Consegna. Scrivi il seguito del brano sul comportamento prosociale degli scimpanzé, partendo subito dopo la sua ultima frase.

Brano.
--

L’esperimento era questo: gli scimpanzé potevano scegliere se premere o meno un bottone che avrebbe azionato una fontanella di succo di frutta dalla quale un compagno o più compagni, ma non loro stessi, avrebbero potuto bere. La condizione di controllo, per stabilire che l’atto di schiacciare il bottone non venisse eseguito casualmente o comunque per ragioni diverse dal permettere al compagno di bere, era rappresentata da una fontanella uguale, ma il cui succo rimaneva inaccessibile e della quale dunque nessun individuo avrebbe beneficiato.

Qualcuno più, qualcuno meno

I risultati dell’esperimento mostrano che, in effetti, gli scimpanzé azionano la fontanella più di frequente se c’è un compagno che vi ha accesso e può quindi bere. Ma con qualche differenza tra i diversi gruppi osservati. «Questo test, calato all’interno di un gruppo sociale, mostra che gruppi diversi si comportano in modo differente e che la tendenza prosociale co-varia con i livelli di tolleranza del gruppo, definiti come la probabilità degli individui di stare vicini senza aggredirsi. In altre parole, l’identità di un certo gruppo appare come una determinante del comportamento prosociale», spiega Palagi. «Un risultato che forse, a livello intuitivo, può non sembrare sorprendente ma che comunque non è mai stato dimostrato prima. Questo è anche coerente con quanto osservato in altre specie: per esempio, il comportamento prosociale è riscontrato nei bonobo, che sono meno nepotisti rispetto agli scimpanzé, e anche meno neofobici. Si dimostrano, cioè, più tolleranti anche con individui estranei al gruppo sociale e tendono per esempio a dividere il cibo anche con soggetti non familiari, mostrando comportamenti prosociali perfino con soggetti che appartengono a comunità diverse».

--

Dati forniti.
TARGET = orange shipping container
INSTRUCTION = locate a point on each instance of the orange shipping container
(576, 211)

--

Risposta proposta.
La differenza nelle tendenze prosociali tra gruppi diversi richiama anche all’aspetto culturale del comportamento. Come scrivono gli autori dello studio, in effetti, una possibile prova della trasmissione culturale dei comportamenti prosociali viene anche da un lavoro del 2015, nel quale gli scimpanzé potevano scegliere se far avere del cibo a un compagno e in cui era stato osservato che gli individui che si sono trovati con un compagno più “generoso”, hanno aumentato essi stessi i comportamenti prosociali.

Da cultura a biologia

Proprie queste marcate differenze di prosocialità nei diversi gruppi spingono gli autori a evidenziare l’importanza di capire i motivi che determinano un comportamento prosociale. Motivi non indagati nello studio, «Ma almeno si porta l’attenzione su quest’aspetto: infatti, capire le ragioni alla base di un certo comportamento animale è importante quanto stabilire la presenza del comportamento stesso», come commenta Palagi. «Tanto più che la prosocialità è molto difficile da valutare, e perfino da definire – e infatti la definizione esatta è ancora in parte dibattuta in ambito accademico».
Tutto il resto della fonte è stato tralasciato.